*Text block*:
******************************

Skip to content

Runfiles API: obtaining the symlink path within runfiles_dir #24929

New issue

Have a question about this project? Sign up for a free GitHub account to open an issue and contact its maintainers and the community.

By clicking “Sign up for GitHub”, you agree to our terms of service and privacy statement. We’ll occasionally send you account related emails.

Already on GitHub? Sign in to your account

Open
jwnimmer-tri opened this issue Dec 12, 2024 · 8 comments
Open

Runfiles API: obtaining the symlink path within runfiles_dir #24929

jwnimmer-tri opened this issue Dec 12, 2024 · 8 comments
Labels
P3 We're not considering working on this, but happy to review a PR. (No assignee) team-Rules-API API for writing rules/aspects: providers, runfiles, actions, artifacts

Comments

@jwnimmer-tri
Copy link
Contributor

jwnimmer-tri commented Dec 12, 2024

Description of the problem / feature request:

This is a feature request for an API addition to the runfiles library. I would like to have a way to return a runfiles path that lives inside the $RUNFILES_DIR (which will be symlink to its actual home), rather than having the runfiles library return the symlink's destination.

Chasing the symlink inside the Runfiles library loses information. Details below.

Feature requests: what underlying problem are you trying to solve with this feature?

Consider this demo program: https://github.com/jwnimmer-tri/repro/tree/bazel-runfiles-paths/demo

The program uses two runfiles: the mesh.obj which is part of the source tree, and the mesh.mtl which is the output by a genrule. As is conventional for obj files the text of the obj mentions a material library filename by saying mtllib mesh.mtl, and refers to a file in the same directory. For any software to load that file, the two files (obj and mtl) must be in the same directory.

However, if I run the program I see this output (bazel 8.0.0, rules_cc 0.0.17):

$ bazel run //demo:program
The goal is for all of these paths to be in the same directory:

mesh_path: /home/jwnimmer/jwnimmer-tri/repro/demo/mesh.obj
mtl_path: /mnt/nobackup/cache/bazel/_bazel_jwnimmer/d99b0c65cbdeed7837d9eb064003636b/execroot/_main/bazel-out/k8-fastbuild/bin/demo/mesh.mtl

RUNFILES_DIR=/mnt/nobackup/cache/bazel/_bazel_jwnimmer/d99b0c65cbdeed7837d9eb064003636b/execroot/_main/bazel-out/k8-fastbuild/bin/demo/program.runfiles and contains these files:
  MANIFEST
  _main
  _main/demo
  _main/demo/mesh.mtl
  _main/demo/mesh.obj
  _main/demo/program
  _repo_mapping

When the program calls Rlocation, the result is a path to the actual file -- for the obj we get the source tree and for the generated file we get the output path. That's fine in many cases, but when we have groups of inter-related related files and some of them are source files others are build outputs, we often need to have them in a single logical directory even if stored elsewhere. This is a requirement of many file formats that weave together multiple files into a single entity, to have their sub-asset files in the same directory as the main file.

******************************

*Data extract*:
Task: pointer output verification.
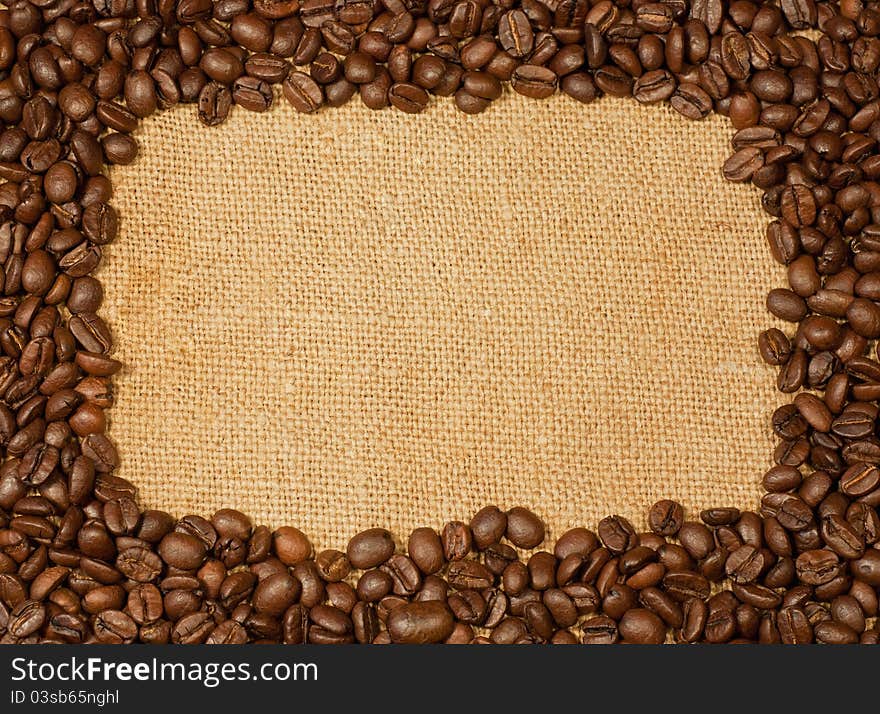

******************************

*Directives*:
• A. According to the runfiles issue, why do mesh.obj and mesh.mtl need to be in the same directory?
• B. In the runfiles issue, list every entry that the program output shows inside RUNFILES_DIR.
Rely only on the issue text to answer.

*Worked answers*:
• A. The obj file names its material library with the text "mtllib mesh.mtl", which refers to a file in the same directory. So any software loading the obj file needs the mtl file in that same directory.

• B.
- MANIFEST
- _main
- _main/demo
- _main/demo/mesh.mtl
- _main/demo/mesh.obj
- _main/demo/program
- _repo_mapping